• _SOURCE RECORDS_
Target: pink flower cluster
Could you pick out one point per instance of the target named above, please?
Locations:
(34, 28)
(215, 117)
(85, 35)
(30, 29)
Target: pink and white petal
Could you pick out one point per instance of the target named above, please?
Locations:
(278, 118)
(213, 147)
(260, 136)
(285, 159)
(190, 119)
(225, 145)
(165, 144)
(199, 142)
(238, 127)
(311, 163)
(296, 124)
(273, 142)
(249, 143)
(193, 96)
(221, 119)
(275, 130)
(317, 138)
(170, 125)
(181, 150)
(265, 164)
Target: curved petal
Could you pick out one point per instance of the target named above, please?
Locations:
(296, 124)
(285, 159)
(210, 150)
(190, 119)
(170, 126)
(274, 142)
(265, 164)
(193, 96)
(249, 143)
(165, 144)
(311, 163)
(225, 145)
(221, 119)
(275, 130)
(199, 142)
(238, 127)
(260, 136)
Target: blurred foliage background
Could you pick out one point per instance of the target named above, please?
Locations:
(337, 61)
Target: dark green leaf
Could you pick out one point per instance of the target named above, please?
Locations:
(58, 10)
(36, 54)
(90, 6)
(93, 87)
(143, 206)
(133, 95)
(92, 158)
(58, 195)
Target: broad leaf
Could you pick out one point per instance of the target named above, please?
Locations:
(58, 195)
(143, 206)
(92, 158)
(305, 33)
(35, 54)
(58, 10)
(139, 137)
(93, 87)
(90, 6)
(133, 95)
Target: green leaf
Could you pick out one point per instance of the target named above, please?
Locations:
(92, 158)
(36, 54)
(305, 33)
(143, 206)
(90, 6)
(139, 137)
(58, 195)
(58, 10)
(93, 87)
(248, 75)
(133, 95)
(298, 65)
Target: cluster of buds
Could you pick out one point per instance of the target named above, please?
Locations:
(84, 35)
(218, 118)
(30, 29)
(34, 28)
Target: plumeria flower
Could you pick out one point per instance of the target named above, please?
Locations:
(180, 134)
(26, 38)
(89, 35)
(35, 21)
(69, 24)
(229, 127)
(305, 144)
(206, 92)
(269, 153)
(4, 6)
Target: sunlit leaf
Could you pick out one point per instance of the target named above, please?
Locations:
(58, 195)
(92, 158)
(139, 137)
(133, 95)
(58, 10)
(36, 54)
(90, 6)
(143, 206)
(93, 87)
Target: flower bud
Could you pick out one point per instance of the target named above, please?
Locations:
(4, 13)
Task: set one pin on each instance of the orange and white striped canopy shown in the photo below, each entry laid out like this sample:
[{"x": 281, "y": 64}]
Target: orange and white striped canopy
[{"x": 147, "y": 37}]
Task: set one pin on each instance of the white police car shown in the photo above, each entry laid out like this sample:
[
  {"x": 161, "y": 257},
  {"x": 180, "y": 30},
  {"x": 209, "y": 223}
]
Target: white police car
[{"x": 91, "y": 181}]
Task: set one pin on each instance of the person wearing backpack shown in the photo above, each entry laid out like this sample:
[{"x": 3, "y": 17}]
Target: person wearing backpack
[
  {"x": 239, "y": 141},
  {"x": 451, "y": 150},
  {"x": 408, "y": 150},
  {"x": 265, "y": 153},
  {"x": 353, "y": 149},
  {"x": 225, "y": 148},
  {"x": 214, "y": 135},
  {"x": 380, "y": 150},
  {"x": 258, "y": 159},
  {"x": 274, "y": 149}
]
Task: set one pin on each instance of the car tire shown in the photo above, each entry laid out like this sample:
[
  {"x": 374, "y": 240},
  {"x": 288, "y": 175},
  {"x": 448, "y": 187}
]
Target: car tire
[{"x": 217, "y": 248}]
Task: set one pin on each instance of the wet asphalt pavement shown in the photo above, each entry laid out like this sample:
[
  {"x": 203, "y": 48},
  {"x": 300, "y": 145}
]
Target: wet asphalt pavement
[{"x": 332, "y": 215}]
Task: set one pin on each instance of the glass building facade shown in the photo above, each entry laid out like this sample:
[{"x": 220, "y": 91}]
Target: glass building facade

• _PROBLEM TO WORK ON_
All of the material is to be written out exactly.

• _WORKED SOLUTION_
Target: pink flower cluster
Could you pick out one point per instance of the target named above, please?
Locations:
(34, 28)
(215, 117)
(85, 35)
(30, 29)
Target: pink and white petal
Could you pick out one point per instance of the target named above, please?
Locations:
(278, 118)
(213, 147)
(260, 136)
(285, 159)
(190, 119)
(225, 145)
(165, 144)
(199, 142)
(238, 127)
(311, 163)
(296, 124)
(273, 142)
(249, 143)
(193, 96)
(221, 119)
(275, 130)
(317, 138)
(170, 125)
(181, 150)
(265, 164)
Target: curved petal
Could you pick out one point per instance of the target named above, please?
Locations:
(296, 124)
(285, 159)
(210, 150)
(190, 119)
(170, 126)
(274, 142)
(265, 164)
(193, 96)
(249, 143)
(165, 144)
(311, 163)
(225, 145)
(221, 119)
(275, 130)
(199, 142)
(238, 127)
(260, 136)
Target: blurred foliage background
Could you pick out one point per instance of the target named above, please?
Locations:
(337, 61)
Target: dark green leaf
Could you pick out one point per instance of the target named above, please?
Locations:
(58, 10)
(36, 54)
(90, 6)
(93, 87)
(143, 206)
(133, 95)
(92, 158)
(58, 195)
Target: broad leaf
Could you pick out one point per instance of the target named above, please?
Locations:
(58, 195)
(143, 206)
(92, 158)
(305, 33)
(35, 54)
(58, 10)
(139, 137)
(93, 87)
(90, 6)
(133, 95)
Target: green leaf
Could you pick out one point per instance of the target named above, please?
Locations:
(92, 158)
(36, 54)
(305, 33)
(143, 206)
(90, 6)
(139, 137)
(58, 195)
(58, 10)
(93, 87)
(248, 75)
(133, 95)
(298, 65)
Target: cluster of buds
Could you pick out one point per instance of the target named above, please?
Locations:
(84, 35)
(218, 118)
(30, 29)
(34, 28)
Target: plumeria flower
Could you pick out one point per instance of the target named above, please?
Locations:
(180, 134)
(26, 38)
(89, 35)
(35, 21)
(69, 24)
(229, 127)
(305, 144)
(206, 92)
(269, 153)
(4, 6)
Target: sunlit leaf
Could you pick out one point per instance of the target named above, please?
Locations:
(58, 195)
(92, 158)
(139, 137)
(133, 95)
(58, 10)
(36, 54)
(90, 6)
(143, 206)
(93, 87)
Target: flower bud
Could you pick out one point per instance of the target named above, please?
Locations:
(4, 13)
Task: set one pin on each instance of the orange and white striped canopy shown in the photo below, each entry laid out like this sample:
[{"x": 281, "y": 64}]
Target: orange and white striped canopy
[{"x": 147, "y": 37}]
Task: set one pin on each instance of the white police car shown in the photo above, each entry laid out like this sample:
[
  {"x": 161, "y": 257},
  {"x": 180, "y": 30},
  {"x": 209, "y": 223}
]
Target: white police car
[{"x": 91, "y": 181}]
Task: set one pin on each instance of the person wearing backpack shown in the photo above, each entry laid out like this sample:
[{"x": 3, "y": 17}]
Target: person wearing backpack
[
  {"x": 239, "y": 141},
  {"x": 451, "y": 150},
  {"x": 408, "y": 150},
  {"x": 265, "y": 153},
  {"x": 353, "y": 149},
  {"x": 225, "y": 148},
  {"x": 214, "y": 135},
  {"x": 380, "y": 150},
  {"x": 258, "y": 159},
  {"x": 274, "y": 149}
]
Task: set one pin on each instance of the car tire shown in the photo above, each entry laid out like this sample:
[
  {"x": 374, "y": 240},
  {"x": 288, "y": 175},
  {"x": 448, "y": 187}
]
Target: car tire
[{"x": 217, "y": 248}]
Task: set one pin on each instance of the wet asphalt pavement shown in the photo above, each entry laid out like this sample:
[
  {"x": 203, "y": 48},
  {"x": 300, "y": 145}
]
Target: wet asphalt pavement
[{"x": 332, "y": 215}]
Task: set one pin on each instance of the glass building facade shown in the photo above, each entry laid out like this sample:
[{"x": 220, "y": 91}]
Target: glass building facade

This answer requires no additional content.